# Task
Beneath this task is a listing; retype all of it exactly.

Dataset entries:
((
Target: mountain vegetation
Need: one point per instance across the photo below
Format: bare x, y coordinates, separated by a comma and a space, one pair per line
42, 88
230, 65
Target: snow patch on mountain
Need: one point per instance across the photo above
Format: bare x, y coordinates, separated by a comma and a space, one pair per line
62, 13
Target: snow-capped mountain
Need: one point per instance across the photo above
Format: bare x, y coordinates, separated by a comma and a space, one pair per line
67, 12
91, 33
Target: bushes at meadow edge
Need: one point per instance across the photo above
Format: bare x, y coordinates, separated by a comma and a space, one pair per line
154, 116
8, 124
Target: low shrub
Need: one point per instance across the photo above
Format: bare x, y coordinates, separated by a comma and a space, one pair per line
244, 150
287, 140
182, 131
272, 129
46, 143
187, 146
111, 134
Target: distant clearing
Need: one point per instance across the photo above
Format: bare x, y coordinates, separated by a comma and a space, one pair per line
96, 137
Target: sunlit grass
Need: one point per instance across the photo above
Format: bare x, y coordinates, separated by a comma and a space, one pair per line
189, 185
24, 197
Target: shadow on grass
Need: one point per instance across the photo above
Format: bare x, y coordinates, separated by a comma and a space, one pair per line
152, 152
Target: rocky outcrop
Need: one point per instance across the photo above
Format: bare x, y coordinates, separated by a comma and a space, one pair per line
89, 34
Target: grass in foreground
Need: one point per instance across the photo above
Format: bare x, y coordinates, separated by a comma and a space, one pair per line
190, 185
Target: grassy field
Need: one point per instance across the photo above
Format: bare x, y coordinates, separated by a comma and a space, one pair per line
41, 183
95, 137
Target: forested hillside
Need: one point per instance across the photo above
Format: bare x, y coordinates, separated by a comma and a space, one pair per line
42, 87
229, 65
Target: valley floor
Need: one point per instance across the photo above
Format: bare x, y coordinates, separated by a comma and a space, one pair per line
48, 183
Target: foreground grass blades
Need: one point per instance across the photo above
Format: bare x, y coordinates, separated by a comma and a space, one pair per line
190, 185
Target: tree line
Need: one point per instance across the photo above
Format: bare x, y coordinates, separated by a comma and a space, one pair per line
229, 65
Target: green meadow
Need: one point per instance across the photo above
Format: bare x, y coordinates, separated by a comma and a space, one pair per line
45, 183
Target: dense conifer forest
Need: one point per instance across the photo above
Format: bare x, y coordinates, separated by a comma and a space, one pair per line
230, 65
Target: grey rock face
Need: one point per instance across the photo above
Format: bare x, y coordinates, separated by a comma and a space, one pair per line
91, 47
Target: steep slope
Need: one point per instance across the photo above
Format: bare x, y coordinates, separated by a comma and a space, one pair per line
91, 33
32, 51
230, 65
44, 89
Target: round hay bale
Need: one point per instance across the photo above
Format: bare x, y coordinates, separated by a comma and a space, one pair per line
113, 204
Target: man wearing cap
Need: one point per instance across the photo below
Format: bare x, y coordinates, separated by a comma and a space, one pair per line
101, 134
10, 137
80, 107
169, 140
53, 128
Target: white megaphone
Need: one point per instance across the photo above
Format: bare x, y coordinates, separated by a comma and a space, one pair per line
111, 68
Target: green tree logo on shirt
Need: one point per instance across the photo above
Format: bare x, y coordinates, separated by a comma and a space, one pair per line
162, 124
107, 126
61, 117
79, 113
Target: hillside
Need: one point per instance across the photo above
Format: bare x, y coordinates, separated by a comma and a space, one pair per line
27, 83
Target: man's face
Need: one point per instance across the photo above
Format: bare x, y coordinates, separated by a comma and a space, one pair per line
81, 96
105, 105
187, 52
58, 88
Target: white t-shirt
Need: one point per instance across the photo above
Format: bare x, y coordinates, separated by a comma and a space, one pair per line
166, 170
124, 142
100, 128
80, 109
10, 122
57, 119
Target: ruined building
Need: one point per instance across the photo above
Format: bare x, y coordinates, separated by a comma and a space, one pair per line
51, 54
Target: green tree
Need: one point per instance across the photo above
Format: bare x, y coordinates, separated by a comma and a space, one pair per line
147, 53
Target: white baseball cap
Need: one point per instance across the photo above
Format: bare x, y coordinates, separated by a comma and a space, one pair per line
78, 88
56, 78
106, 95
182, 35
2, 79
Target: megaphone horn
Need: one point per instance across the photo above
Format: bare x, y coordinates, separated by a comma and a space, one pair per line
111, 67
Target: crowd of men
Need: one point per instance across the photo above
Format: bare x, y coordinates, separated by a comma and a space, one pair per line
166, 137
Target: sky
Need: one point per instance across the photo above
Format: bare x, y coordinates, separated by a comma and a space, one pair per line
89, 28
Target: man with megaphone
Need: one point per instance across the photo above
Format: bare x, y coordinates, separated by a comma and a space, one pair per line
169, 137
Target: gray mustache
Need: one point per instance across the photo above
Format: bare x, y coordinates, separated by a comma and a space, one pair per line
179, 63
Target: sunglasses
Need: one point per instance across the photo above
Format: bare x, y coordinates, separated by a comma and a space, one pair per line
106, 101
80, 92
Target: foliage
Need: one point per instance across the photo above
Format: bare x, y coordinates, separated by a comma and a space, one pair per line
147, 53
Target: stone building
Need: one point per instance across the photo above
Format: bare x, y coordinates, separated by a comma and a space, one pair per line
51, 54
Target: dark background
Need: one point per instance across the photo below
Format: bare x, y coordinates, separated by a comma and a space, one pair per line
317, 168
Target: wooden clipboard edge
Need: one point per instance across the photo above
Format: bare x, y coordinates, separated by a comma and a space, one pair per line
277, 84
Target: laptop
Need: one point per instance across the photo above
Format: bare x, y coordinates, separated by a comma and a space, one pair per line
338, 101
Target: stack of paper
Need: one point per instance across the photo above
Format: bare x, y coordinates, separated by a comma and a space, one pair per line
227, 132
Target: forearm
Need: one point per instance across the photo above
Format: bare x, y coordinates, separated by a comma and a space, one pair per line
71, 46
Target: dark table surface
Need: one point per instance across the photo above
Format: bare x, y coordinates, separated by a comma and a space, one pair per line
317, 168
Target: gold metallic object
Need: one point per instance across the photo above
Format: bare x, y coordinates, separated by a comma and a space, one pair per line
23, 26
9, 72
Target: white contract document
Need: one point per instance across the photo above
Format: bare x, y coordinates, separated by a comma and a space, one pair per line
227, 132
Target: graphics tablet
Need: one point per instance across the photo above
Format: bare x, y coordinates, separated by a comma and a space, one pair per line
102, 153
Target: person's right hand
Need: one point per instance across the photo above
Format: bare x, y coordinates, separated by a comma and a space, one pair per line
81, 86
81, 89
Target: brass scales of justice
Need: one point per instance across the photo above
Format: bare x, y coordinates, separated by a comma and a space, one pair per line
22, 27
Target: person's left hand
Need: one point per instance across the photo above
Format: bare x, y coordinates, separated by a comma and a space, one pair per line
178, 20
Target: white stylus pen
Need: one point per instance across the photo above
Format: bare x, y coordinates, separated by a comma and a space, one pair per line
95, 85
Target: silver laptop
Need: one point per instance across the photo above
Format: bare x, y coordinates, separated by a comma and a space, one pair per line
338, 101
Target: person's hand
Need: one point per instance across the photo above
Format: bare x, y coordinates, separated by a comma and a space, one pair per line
))
# Expected answer
Target: mountain vegetation
Need: one point per instance across the photo below
Format: bare x, y coordinates, separated by a comma and a space, one pair per line
42, 88
230, 65
Target: snow patch on mountain
Need: one point per instance across the photo above
Format: bare x, y coordinates, separated by a comma and a space, one pair per line
62, 13
Target: snow-capped mountain
Need: one point per instance across the photo above
Format: bare x, y coordinates, separated by a comma and a space, one pair per line
67, 12
91, 33
Target: bushes at meadow edge
Need: one point per instance across the photo above
Format: bare x, y coordinates, separated by a comma and a space, one pair per line
154, 116
8, 124
Target: low shrub
Need: one point per instance across the photo above
Format: bare x, y coordinates, separated by a comma and a space, one pair per line
244, 150
287, 140
182, 131
272, 129
46, 143
187, 146
111, 134
Target: distant clearing
Need: one point per instance across the photo above
Format: bare x, y coordinates, separated by a comma and a space, one pair per line
96, 137
Target: sunlit grass
Need: one point per instance across the photo above
Format: bare x, y coordinates, separated by a comma and a space, one pair per line
189, 185
24, 197
Target: shadow on grass
Need: one point per instance across the photo above
Format: bare x, y coordinates, separated by a comma and a space, one pair per line
152, 152
Target: rocky outcrop
Need: one point per instance across the photo above
Format: bare x, y coordinates, separated by a comma and a space, one pair per line
89, 34
Target: grass in foreground
Need: one point per instance across the photo above
Format: bare x, y coordinates, separated by a comma and a space, one pair per line
190, 185
Target: grassy field
Need: one point per instance across the photo above
Format: bare x, y coordinates, separated by a comma and a space, one pair per line
41, 183
95, 137
Target: forested hillside
Need: one point per instance across the photo above
Format: bare x, y coordinates, separated by a comma and a space, one pair per line
42, 87
229, 65
Target: valley floor
Need: one point per instance across the photo above
Format: bare x, y coordinates, separated by a comma and a space, one pair per line
48, 183
Target: foreground grass blades
Need: one point per instance across the photo above
Format: bare x, y coordinates, separated by a comma and a space, one pair per line
190, 185
Target: tree line
Need: one point per instance across the photo above
Format: bare x, y coordinates, separated by a comma and a space, one pair per line
229, 65
Target: green meadow
Need: one point per instance across the photo above
Format: bare x, y coordinates, separated by a comma and a space, one pair per line
45, 183
Target: dense conifer forest
Need: one point per instance across the photo above
Format: bare x, y coordinates, separated by a comma and a space, one pair per line
230, 65
Target: grey rock face
Need: one point per instance across the photo above
Format: bare x, y coordinates, separated by a comma and a space, one pair per line
91, 47
Target: steep slope
Need: one point per instance across the photo above
Format: bare x, y coordinates, separated by a comma and a space, one pair per line
91, 33
32, 51
230, 65
44, 89
Target: round hay bale
Need: one point per instance across the photo above
Format: bare x, y coordinates, separated by a comma and a space, one pair per line
113, 204
Target: man wearing cap
Need: one point per instance across the photo below
Format: bare x, y coordinates, separated by a comma and a space, one pair per line
101, 134
10, 137
80, 107
169, 140
53, 128
Target: white megaphone
Need: one point per instance across the photo above
Format: bare x, y coordinates, separated by a comma and a space, one pair per line
111, 68
Target: green tree logo on shirt
Need: one point per instance across the photo above
Format: bare x, y coordinates, separated by a comma and a space, one pair per line
162, 124
107, 126
61, 117
79, 113
Target: hillside
Need: one point per instance across the photo above
Format: bare x, y coordinates, separated by a comma and a space, one pair per line
27, 83
Target: man's face
Need: one point per instance across the photo above
Format: bare x, y coordinates, separated by a comma and a space, one pair per line
81, 96
105, 105
187, 52
58, 88
Target: white t-shirt
Need: one point per instance across the photo above
Format: bare x, y coordinates, separated by a comma and a space, one pair per line
166, 170
124, 142
100, 128
80, 109
10, 122
57, 119
Target: ruined building
Need: one point per instance across the photo above
Format: bare x, y coordinates, separated by a comma and a space, one pair per line
51, 54
Target: green tree
Need: one point per instance across the photo above
Format: bare x, y coordinates, separated by a comma and a space, one pair per line
147, 53
Target: white baseball cap
Need: one point per instance across the photo above
Format: bare x, y coordinates, separated by a comma and a space, one pair per line
78, 88
56, 78
106, 95
182, 35
2, 79
Target: megaphone horn
Need: one point per instance across the photo above
Format: bare x, y coordinates, separated by a comma and a space, one pair per line
111, 67
Target: crowd of men
Need: one point per instance across the photo above
Format: bare x, y coordinates, separated by a comma and a space, one pair per line
166, 137
Target: sky
Need: one point per instance across the photo above
Format: bare x, y coordinates, separated by a comma and a space, one pair per line
89, 28
Target: man with megaphone
Need: one point per instance across the photo above
Format: bare x, y coordinates, separated by a comma and a space, one pair per line
169, 137
Target: gray mustache
Need: one point per instance across the photo above
Format: bare x, y coordinates, separated by a comma and a space, one pair per line
179, 63
Target: sunglasses
Need: one point per instance across the photo above
Format: bare x, y coordinates, separated by a comma and a space, one pair per line
106, 101
80, 92
Target: foliage
Need: one point per instance across the photo above
Format: bare x, y coordinates, separated by a comma and a space, one pair per line
147, 53
Target: stone building
Need: one point per instance across the photo above
Format: bare x, y coordinates, separated by a comma and a space, one pair per line
51, 54
Target: dark background
Need: one point per instance across the photo below
Format: bare x, y coordinates, separated by a comma and a space, one pair per line
317, 168
Target: wooden clipboard edge
Need: one point per instance across the photo above
Format: bare x, y coordinates, separated by a comma and a space, one pair per line
277, 84
Target: laptop
Need: one point per instance across the photo above
Format: bare x, y coordinates, separated by a comma and a space, one pair per line
338, 101
Target: stack of paper
Need: one point per instance across the photo above
Format: bare x, y coordinates, separated by a comma and a space, one pair per line
227, 132
Target: forearm
Need: one point per instance across the photo above
Format: bare x, y coordinates, separated by a comma and a space, one pair per line
71, 46
Target: dark table surface
Need: one point per instance across the photo above
Format: bare x, y coordinates, separated by a comma and a space, one pair per line
317, 168
Target: gold metallic object
Need: one point per instance across the photo above
Format: bare x, y coordinates, separated by a comma and a space, one pair per line
23, 26
9, 72
Target: white contract document
Need: one point per instance across the photo above
Format: bare x, y coordinates, separated by a comma and a space, one pair per line
227, 132
Target: graphics tablet
Need: one point per instance across the photo above
Format: bare x, y coordinates, separated by a comma and a space, one pair per line
102, 153
Target: person's right hand
Need: one point per instance across the photo above
Format: bare x, y coordinates, separated by a comma and a space, one pair per line
81, 86
81, 89
Target: brass scales of justice
Need: one point per instance across the photo above
Format: bare x, y coordinates, separated by a comma and a space, one pair per line
22, 27
Target: person's left hand
Need: one point per instance across the photo above
Format: bare x, y coordinates, separated by a comma and a space, one pair per line
178, 20
Target: white stylus pen
Need: one point per instance across the photo above
Format: bare x, y coordinates, separated by a comma and a space, one pair per line
95, 85
Target: silver laptop
Need: one point per instance across the photo above
Format: bare x, y coordinates, separated by a comma and a space, one pair per line
338, 101
Target: person's hand
Need: one point per instance across the photo above
Format: bare x, y coordinates, separated by a comma and a space, one pair per line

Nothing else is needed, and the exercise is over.